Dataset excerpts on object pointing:

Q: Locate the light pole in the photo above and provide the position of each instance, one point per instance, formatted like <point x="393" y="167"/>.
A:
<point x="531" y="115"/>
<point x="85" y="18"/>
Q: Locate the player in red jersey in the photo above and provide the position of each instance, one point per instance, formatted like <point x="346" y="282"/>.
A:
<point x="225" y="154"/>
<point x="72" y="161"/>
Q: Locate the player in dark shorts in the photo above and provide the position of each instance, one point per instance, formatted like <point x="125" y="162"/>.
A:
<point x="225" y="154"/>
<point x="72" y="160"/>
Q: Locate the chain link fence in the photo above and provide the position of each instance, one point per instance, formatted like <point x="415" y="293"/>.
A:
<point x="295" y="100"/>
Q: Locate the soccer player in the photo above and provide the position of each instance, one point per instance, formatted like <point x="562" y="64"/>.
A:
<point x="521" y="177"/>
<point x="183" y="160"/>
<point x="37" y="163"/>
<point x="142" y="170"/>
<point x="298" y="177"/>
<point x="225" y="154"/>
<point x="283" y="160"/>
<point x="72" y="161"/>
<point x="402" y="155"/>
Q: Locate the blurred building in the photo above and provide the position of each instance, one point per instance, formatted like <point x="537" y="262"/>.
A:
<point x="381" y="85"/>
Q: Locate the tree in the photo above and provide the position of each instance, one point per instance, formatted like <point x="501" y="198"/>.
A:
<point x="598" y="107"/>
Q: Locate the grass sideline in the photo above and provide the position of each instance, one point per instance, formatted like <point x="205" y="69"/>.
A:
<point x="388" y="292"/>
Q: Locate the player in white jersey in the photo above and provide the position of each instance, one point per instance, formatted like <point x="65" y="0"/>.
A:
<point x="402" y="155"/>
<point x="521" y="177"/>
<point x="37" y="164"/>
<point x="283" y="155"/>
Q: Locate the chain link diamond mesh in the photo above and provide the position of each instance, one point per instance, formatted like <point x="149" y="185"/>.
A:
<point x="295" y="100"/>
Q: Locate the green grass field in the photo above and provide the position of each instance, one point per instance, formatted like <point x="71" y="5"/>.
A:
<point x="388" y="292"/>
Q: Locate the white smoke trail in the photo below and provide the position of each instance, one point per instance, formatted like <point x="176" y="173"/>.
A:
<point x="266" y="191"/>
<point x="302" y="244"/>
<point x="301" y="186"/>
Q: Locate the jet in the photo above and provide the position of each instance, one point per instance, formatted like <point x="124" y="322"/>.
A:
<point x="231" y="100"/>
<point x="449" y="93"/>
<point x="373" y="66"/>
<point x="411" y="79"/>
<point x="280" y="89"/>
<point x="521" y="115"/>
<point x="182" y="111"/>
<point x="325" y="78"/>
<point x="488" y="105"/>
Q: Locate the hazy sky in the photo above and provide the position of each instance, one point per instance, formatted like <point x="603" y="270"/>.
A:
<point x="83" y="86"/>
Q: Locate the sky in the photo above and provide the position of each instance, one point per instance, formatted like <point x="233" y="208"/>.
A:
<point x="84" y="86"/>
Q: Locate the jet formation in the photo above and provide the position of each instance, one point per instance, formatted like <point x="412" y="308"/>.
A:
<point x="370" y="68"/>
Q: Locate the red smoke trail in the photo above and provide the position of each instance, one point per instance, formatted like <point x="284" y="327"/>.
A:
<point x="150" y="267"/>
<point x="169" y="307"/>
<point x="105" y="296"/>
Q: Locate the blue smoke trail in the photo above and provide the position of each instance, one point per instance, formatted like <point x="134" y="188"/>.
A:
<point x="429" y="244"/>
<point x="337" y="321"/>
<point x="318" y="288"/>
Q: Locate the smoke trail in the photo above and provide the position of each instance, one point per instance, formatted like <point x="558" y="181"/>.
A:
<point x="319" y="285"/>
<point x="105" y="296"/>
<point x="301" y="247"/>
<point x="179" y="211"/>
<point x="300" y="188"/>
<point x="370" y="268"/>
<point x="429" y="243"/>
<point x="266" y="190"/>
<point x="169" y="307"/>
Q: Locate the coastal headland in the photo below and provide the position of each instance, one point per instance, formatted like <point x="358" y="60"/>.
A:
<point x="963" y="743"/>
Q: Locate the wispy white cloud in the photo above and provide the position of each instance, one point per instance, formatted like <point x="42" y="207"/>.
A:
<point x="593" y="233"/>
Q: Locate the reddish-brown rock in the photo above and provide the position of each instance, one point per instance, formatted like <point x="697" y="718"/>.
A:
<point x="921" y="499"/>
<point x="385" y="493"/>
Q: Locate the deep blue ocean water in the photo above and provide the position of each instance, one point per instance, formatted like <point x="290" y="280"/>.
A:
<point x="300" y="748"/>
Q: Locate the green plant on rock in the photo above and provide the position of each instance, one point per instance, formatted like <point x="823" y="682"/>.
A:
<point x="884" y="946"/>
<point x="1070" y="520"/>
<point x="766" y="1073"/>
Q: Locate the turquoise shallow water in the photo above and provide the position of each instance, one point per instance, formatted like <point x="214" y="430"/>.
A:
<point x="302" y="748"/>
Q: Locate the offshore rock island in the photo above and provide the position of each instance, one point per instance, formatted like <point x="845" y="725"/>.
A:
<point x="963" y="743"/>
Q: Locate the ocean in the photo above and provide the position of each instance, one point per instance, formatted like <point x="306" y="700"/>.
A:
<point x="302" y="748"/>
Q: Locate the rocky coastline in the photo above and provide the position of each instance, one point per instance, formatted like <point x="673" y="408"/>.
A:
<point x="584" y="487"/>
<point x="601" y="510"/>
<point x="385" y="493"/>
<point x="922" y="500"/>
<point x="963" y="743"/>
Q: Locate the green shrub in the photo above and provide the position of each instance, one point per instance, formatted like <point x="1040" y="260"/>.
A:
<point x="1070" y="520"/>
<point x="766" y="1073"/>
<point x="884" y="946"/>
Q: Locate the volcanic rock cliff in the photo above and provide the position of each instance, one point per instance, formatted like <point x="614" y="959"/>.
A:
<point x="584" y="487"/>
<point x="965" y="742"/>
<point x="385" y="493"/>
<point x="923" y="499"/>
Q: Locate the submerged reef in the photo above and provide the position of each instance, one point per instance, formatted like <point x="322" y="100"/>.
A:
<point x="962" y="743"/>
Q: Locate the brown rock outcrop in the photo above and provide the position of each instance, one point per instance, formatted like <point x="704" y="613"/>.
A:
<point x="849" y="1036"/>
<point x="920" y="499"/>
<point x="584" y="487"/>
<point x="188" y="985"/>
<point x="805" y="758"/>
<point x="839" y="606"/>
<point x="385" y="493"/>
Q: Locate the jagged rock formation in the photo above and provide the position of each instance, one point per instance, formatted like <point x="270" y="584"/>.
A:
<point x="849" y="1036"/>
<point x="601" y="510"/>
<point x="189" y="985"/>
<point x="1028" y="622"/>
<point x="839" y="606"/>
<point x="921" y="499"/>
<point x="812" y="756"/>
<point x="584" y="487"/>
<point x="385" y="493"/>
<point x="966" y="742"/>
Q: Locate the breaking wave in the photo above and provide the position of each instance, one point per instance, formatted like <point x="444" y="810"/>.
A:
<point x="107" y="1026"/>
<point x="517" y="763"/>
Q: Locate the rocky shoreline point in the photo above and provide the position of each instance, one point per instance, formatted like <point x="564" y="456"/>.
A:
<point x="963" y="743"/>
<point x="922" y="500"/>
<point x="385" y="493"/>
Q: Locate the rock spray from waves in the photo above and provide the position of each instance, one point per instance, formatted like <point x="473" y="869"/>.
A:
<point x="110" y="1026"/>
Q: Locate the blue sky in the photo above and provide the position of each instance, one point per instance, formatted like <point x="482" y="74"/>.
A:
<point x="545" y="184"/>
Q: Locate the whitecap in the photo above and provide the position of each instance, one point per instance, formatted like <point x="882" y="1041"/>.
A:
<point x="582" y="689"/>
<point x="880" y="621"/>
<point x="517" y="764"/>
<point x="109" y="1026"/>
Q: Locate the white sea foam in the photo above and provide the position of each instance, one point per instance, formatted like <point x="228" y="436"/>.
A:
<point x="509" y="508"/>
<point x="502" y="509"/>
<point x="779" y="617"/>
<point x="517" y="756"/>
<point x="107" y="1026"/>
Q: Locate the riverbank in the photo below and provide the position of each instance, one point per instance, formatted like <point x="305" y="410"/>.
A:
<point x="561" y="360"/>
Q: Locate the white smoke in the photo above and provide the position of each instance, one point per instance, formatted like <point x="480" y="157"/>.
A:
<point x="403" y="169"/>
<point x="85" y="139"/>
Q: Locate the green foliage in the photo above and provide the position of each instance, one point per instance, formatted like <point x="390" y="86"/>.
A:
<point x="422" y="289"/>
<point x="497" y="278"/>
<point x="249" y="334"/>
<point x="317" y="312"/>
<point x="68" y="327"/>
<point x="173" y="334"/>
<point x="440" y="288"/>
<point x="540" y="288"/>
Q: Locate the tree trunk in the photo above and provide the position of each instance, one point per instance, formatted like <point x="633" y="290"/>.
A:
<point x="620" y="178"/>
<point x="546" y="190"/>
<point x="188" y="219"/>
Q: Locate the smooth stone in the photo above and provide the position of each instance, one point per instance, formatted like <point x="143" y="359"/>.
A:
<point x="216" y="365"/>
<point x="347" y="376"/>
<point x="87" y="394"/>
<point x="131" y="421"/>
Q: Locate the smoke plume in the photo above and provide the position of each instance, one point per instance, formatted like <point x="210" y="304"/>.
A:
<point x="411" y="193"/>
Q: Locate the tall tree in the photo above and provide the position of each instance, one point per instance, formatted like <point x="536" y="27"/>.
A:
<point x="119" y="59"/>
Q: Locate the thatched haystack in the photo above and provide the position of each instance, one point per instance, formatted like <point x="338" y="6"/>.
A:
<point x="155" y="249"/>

Objective: Give back exactly the lines running from the line containing "Q: Locate the green foliage" through the end of the material above, both included, and nothing beyond them.

The response:
Q: Locate the green foliage in the photo above and provide the position of each instance, one point per instance, formatted like <point x="390" y="86"/>.
A:
<point x="422" y="289"/>
<point x="497" y="278"/>
<point x="249" y="334"/>
<point x="317" y="312"/>
<point x="68" y="327"/>
<point x="173" y="334"/>
<point x="440" y="288"/>
<point x="540" y="288"/>
Q: Locate the tree trunk in the photo above and provide the position of each instance, one point per instance, formatted like <point x="633" y="290"/>.
A:
<point x="620" y="178"/>
<point x="546" y="190"/>
<point x="188" y="219"/>
Q: Locate the smooth stone in the photo above and provide the position of each instance, one point per instance, formatted like <point x="143" y="359"/>.
A:
<point x="216" y="365"/>
<point x="347" y="376"/>
<point x="87" y="394"/>
<point x="131" y="421"/>
Q: Locate the smoke plume in the photo above and provide the position of each instance, one point per instance, formatted like <point x="210" y="304"/>.
A:
<point x="411" y="193"/>
Q: Locate the tall tree in the photo above and provide the position of each instance, one point per instance, formatted like <point x="536" y="27"/>.
A:
<point x="119" y="59"/>
Q: Locate the thatched haystack in the photo above and provide the position of each instance, one point per instance, formatted like <point x="338" y="6"/>.
A:
<point x="155" y="249"/>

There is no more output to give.